━━ Document passage
Obviously not every, every provider was in every buyer's guide, it was, it was roughly between 20 and 30 in each one.
[00:20:03] Speaker A: So yeah, and even that is a pretty substantial number for any organization, even a large global organization, to try to sift through that themselves and have to, you know, basically host presentations from, you know, 30 or 40 vendors and do their own sort of RFP process and then try to, you know, do. There's always a question in my mind, you know, where I end up getting called in for things like this is, you know, do they even have the staff that could actually evaluate, you know, what you, what we just talked about is, is this just hype in the slides? Does the product actually do it? But then even more so, it's like, do we need the product to do that? You know, are there, you know, these features may be fantastic, but are they things we actually need as an organization? And to try to go through all of those vendors yourself with, you know, to do that would. You'd have to have pretty much a dedicated team of fairly knowledgeable people to do, which obviously, you know, you do that yourself. That's what you do in your role at isg. And you guys go do that and basically have done that for the organizations so they can read some conclusions and see what you've done.
[00:21:16] Speaker B: Exactly. And you know, you know, obviously each enterprise is going to be different in terms of their needs and requirements and you know, products they've already got and products, they look gaps they're looking to fill. But yeah, the Buyer's guide is, is definitely designed to at least, at least give them a head start in doing that. You know, we see a lot of interest obviously across the, the ISG client base in terms of at least drawing up from a long list to a short list and identify which providers are worth spending more time with. Because one of the things that absolutely continues to be true in this space is a huge number of providers in the space. I mean, data observability in particular, we only assessed 17 providers because those that, because we have a inclusion criteria which is based on obviously the capabilities but also the size of the company. But there was actually another 25, what we call providers of promise that we could have evaluated in that area. So it's just a huge, huge number.
[00:22:22] Speaker A: It's a lot.
[00:22:24] Speaker B: It is particularly in that data observability space. And of course, not all of them are going to survive. Some of them will be acquired, some of them, some of them will become bigger, some of them will evolve into more general data ops providers, and some of them will disappear. And that's the challenge, obviously, as you said, from an enterprise looking at that number of providers, how do you begin to weed those out?
━━━━
━━ Data supplied
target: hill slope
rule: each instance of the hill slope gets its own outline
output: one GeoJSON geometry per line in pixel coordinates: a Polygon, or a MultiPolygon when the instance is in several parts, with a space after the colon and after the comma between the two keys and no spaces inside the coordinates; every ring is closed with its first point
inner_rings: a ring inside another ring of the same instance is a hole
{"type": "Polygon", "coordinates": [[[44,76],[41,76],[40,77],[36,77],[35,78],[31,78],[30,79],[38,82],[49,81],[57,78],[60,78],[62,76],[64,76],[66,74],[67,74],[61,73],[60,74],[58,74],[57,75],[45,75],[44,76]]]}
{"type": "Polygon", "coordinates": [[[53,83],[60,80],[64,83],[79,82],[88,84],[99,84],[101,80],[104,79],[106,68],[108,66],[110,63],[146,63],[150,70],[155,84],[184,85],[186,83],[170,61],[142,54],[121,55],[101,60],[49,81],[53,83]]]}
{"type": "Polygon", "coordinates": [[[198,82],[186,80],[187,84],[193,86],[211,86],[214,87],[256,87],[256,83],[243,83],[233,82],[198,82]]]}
━━━━
● What you should do:
Write out the stretch of the transcript from "[00:22:22] Speaker A: It's" through "weed those out?", word for word. The listing is separate material and has no connection to the transcript.

● The reply:
[00:22:22] Speaker A: It's a lot.
[00:22:24] Speaker B: It is particularly in that data observability space. And of course, not all of them are going to survive. Some of them will be acquired, some of them, some of them will become bigger, some of them will evolve into more general data ops providers, and some of them will disappear. And that's the challenge, obviously, as you said, from an enterprise looking at that number of providers, how do you begin to weed those out?